(Dataset items)
--------------------------------

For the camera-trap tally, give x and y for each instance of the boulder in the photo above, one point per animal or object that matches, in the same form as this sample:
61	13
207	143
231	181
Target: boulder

--------------------------------

- [TASK TO COMPLETE]: Please find each line in the records above that holds the word "boulder", and copy it.

- [SOLUTION FOR THIS EXERCISE]:
For the camera-trap tally, give x and y for each instance of the boulder in the photo above, one point per animal or object that matches, in the same form as this sample:
Target: boulder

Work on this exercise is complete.